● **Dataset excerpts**
+ + +
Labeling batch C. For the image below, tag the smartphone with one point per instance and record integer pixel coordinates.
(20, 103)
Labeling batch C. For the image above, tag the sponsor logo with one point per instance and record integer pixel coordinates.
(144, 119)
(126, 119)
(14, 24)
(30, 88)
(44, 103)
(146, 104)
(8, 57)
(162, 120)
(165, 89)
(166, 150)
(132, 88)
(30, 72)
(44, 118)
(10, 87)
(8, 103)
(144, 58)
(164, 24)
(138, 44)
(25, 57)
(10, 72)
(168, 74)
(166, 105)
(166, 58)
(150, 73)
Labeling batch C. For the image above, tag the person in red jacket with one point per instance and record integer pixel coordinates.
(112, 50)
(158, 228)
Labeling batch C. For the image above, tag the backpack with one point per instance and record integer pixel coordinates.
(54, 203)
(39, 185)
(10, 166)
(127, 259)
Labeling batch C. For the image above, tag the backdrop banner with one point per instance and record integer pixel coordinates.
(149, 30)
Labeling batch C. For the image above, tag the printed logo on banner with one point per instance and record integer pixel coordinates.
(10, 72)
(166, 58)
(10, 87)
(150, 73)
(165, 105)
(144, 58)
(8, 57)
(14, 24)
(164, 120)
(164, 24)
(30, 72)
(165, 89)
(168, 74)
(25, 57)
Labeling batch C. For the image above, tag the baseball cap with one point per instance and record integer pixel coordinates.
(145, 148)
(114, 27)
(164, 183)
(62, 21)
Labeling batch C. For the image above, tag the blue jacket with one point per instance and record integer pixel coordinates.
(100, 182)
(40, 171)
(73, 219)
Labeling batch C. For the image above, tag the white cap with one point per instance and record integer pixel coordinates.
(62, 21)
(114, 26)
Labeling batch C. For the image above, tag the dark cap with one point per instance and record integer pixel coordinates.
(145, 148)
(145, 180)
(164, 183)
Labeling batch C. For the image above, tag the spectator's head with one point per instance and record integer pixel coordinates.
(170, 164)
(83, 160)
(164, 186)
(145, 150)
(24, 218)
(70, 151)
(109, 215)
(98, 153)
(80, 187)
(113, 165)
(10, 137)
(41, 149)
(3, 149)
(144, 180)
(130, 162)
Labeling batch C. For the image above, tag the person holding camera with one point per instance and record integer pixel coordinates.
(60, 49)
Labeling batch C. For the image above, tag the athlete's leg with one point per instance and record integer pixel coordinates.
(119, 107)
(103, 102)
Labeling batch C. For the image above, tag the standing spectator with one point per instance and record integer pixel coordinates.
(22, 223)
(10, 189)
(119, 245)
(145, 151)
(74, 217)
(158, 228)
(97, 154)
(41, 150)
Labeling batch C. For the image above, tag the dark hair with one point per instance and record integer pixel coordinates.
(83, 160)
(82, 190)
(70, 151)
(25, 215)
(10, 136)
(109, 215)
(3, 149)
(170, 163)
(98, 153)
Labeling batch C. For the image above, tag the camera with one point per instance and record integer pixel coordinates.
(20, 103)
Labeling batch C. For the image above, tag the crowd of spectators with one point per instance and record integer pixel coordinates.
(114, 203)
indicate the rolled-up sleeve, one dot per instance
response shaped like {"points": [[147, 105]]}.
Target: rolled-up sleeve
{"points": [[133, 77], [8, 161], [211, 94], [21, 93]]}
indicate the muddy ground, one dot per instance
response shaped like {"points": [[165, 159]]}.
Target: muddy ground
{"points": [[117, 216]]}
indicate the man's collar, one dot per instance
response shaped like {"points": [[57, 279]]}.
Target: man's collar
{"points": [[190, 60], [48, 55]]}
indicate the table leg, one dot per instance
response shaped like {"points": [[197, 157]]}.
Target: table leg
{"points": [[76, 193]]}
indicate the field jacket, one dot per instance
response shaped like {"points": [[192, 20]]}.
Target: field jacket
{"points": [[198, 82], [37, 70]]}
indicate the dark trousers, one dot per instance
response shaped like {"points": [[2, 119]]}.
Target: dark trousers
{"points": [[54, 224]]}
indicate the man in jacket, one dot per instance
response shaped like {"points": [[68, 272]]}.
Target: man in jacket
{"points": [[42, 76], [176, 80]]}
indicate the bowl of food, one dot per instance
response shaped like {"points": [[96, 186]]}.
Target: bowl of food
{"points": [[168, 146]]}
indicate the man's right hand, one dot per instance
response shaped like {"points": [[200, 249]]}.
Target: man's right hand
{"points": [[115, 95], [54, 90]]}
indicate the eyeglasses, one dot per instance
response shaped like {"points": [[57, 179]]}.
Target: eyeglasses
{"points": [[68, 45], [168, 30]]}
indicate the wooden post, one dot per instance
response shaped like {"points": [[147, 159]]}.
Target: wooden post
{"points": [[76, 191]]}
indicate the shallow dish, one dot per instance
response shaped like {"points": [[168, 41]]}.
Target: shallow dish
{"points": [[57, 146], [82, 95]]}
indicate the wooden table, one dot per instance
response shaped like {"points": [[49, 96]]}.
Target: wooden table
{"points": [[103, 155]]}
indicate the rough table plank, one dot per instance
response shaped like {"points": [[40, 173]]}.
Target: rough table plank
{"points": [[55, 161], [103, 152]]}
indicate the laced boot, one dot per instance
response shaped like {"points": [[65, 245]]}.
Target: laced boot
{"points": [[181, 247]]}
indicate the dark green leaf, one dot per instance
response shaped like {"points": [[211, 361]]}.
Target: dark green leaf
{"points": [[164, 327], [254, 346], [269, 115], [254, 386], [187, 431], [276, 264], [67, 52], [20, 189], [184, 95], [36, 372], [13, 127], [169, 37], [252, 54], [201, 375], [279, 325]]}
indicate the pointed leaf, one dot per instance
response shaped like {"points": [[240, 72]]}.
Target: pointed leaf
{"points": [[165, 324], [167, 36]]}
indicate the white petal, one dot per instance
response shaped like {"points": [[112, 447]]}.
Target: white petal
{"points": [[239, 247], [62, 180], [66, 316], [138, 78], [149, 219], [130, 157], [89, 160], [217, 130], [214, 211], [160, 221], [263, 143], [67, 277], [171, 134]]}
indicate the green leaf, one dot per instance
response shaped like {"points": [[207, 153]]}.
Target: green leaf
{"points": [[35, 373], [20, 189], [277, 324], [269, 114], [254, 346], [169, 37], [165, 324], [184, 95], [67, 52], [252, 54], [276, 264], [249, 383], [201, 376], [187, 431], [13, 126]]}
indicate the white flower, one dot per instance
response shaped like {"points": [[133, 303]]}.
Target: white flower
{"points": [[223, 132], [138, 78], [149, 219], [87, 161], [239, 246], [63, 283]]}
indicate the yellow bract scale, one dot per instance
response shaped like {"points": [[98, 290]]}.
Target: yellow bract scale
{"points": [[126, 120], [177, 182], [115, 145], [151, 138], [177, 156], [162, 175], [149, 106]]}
+ + +
Reproduce exactly the lines from the one containing "Target: white flower" through the last line of the records above, including both, and nothing else.

● **Written answer**
Target: white flower
{"points": [[223, 132], [138, 78], [149, 219], [87, 161], [239, 246], [63, 283]]}
indicate the yellow bract scale, one dot per instance
response shaped like {"points": [[98, 290]]}.
Target: yellow bract scale
{"points": [[126, 120], [177, 182], [115, 145], [151, 138], [177, 156], [162, 175], [149, 106]]}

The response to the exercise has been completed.